• [WRITTEN INSTRUCTION] Rewrite the data from the line containing "Objective — drop one pin on each instance of the pine" through the end of the data, inclusive, putting "cedar wood wall" in place of "pine wood wall" and keeping everything else unchanged.

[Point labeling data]

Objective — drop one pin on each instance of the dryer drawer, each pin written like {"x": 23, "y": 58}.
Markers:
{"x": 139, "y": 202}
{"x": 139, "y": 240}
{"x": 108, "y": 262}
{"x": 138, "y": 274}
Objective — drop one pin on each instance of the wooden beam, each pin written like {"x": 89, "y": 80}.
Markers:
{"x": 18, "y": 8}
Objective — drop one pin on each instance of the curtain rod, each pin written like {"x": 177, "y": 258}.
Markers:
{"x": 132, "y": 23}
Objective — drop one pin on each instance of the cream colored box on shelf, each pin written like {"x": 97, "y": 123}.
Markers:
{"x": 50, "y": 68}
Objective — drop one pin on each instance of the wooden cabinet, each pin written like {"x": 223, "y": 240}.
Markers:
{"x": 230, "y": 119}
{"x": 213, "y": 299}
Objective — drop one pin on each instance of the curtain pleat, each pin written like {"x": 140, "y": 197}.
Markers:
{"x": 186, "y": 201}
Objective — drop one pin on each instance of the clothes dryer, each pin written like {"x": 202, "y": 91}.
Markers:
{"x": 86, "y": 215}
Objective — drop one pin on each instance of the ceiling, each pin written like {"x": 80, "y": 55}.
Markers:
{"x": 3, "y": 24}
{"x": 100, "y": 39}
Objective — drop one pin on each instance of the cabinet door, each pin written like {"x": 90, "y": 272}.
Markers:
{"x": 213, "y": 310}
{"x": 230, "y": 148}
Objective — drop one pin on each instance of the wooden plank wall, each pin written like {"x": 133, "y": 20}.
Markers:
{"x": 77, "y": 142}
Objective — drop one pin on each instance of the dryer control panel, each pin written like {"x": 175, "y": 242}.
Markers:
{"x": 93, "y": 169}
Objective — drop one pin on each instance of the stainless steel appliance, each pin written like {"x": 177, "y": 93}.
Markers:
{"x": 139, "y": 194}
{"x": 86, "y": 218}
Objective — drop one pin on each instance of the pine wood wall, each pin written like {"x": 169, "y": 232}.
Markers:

• [RESULT BELOW]
Objective — drop one pin on each instance of the cedar wood wall, each pin written like {"x": 169, "y": 232}.
Markers:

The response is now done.